Select from the records below every line that has the word "form" in it.

→ **The data**
════════════════════
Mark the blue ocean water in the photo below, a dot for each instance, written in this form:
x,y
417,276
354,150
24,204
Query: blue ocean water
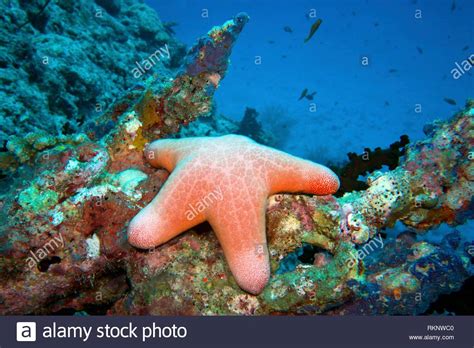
x,y
380,68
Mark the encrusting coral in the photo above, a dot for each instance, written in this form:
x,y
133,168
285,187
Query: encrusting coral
x,y
64,241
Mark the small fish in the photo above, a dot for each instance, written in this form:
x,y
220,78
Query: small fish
x,y
303,94
313,29
450,101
════════════════════
→ **Your solution**
Mark the blue ocean water in the photo below, a dot for each instance, written in this form:
Mark the encrusting coral in the photo above, a dot for each instance, written in this form:
Mark the small fish in the photo above, a dot for each instance, written in this form:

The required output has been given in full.